• **Page extract**

########################################

Last week, chipmaker Nvidia hit USD 1 trillion market cap as it garnered attention as one key focus of the Artificial Intelligence wave. The Silicon Valley company joined an elite group of US-listed companies including Apple, Microsoft, Amazon, and Alphabet.
Indeed, there has been a surge of enthusiasm across Wall Street for companies seen to benefit from the latest developments in artificial intelligence.
Nvidia’s shares rose sharply after its chief executive Jensen Huang launched a new supercomputer and struck new AI alliances with companies including WPP and SoftBank. Those moves built fresh momentum after Nvidia impressed investors and analysts by projecting its sales would rise to $11 billion in the three months ending in July, exceeding Wall Street’s previous forecasts by more than 50%.
Source: Visual Capitalist
Silicon Valley based Nvidia began 30 years ago targeting the niche market of 3D computer graphics. Its chips power AI applications including ChatGPT, as big tech companies and cloud computing providers race to upgrade their data centre technology for what Huang declared “the tipping point of a new computing era.”
High-powered chips such as Nvidia’s H100 have become essential to building generative AI systems that are capable of creating text and images that closely resemble what humans can produce. Generative AI promises to unleash new kinds of productivity tools but also threatens to shake up jobs in industries such as media and education.
Other companies seen as benefiting from the shift to AI have also seen their shares rocket this year, including Microsoft, Palantir, and AMD. However enthusiastic one is about prospects for AI, the historical pattern suggests that markets become “overly exuberant” about new technologies or themes, and push valuations way past what appears to be rational to more sober investors.
Wharton finance professor Jeremy Siegel doesn’t see the mania around AI stocks as a bubble — and said it’s impossible to predict where these mega-cap tech stocks will peak. “Long term I would say that they were probably slightly overvalued. But for the short term, we know momentum can carry stocks far higher than their fundamental value and no one can predict how high they might go.”
Siegel contrasted the current AI boom with the dot-com bubble of the 1990s where there were “tremendous valuations from companies that had no earnings.” He added that Nvidia, whose recent earnings he described as “blowout,” was a “real, good company.”
Siegel added, “As we all know, the top eight or nine companies have accounted for all of the gain of the S&P 500 this year, the other 490 have been flat or down.”
The S&P 500 is up 10% year-to-date, propelled by gains in Meta and Nvidia, each of which has jumped over 115%. Microsoft, Apple, Amazon, and Alphabet have advanced over 39% each. Nasdaq is up 25% year-to-date.

########################################

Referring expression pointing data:
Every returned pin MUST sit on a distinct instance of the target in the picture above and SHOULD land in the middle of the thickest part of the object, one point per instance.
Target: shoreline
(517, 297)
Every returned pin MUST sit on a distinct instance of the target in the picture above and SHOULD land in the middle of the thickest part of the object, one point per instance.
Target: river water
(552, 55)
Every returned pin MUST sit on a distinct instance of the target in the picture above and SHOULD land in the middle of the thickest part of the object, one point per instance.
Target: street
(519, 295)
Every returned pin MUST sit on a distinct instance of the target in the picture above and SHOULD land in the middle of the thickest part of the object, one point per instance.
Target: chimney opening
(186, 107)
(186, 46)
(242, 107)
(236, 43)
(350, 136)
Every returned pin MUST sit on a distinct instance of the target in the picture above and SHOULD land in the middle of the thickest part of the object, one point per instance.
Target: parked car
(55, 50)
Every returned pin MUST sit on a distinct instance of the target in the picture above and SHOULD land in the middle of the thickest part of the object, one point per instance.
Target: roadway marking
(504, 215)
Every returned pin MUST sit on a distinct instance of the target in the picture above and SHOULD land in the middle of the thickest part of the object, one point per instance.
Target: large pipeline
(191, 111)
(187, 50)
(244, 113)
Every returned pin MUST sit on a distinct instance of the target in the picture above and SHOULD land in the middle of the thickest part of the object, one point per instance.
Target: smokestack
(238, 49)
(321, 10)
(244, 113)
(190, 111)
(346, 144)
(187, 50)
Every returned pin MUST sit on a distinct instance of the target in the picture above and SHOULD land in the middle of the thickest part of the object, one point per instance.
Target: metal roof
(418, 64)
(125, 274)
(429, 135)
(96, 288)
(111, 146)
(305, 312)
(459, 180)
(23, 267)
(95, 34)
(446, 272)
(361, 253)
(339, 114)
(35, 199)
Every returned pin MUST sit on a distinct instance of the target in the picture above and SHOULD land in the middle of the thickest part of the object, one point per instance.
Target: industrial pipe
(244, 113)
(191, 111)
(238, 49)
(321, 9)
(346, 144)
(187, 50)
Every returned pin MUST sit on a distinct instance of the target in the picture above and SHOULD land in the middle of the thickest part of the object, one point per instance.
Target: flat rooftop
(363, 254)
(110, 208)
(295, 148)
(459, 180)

########################################

• **Activity list**
(1) According to the Nvidia article, what niche market did Nvidia first target when it began 30 years ago?
(2) Copy the passage of the Nvidia article starting with "Siegel contrasted the" and going on through "up 25% year-to-date.".

• **Solutions to the tasks**
(1) 3D computer graphics

(2)
Siegel contrasted the current AI boom with the dot-com bubble of the 1990s where there were “tremendous valuations from companies that had no earnings.” He added that Nvidia, whose recent earnings he described as “blowout,” was a “real, good company.”
Siegel added, “As we all know, the top eight or nine companies have accounted for all of the gain of the S&P 500 this year, the other 490 have been flat or down.”
The S&P 500 is up 10% year-to-date, propelled by gains in Meta and Nvidia, each of which has jumped over 115%. Microsoft, Apple, Amazon, and Alphabet have advanced over 39% each. Nasdaq is up 25% year-to-date.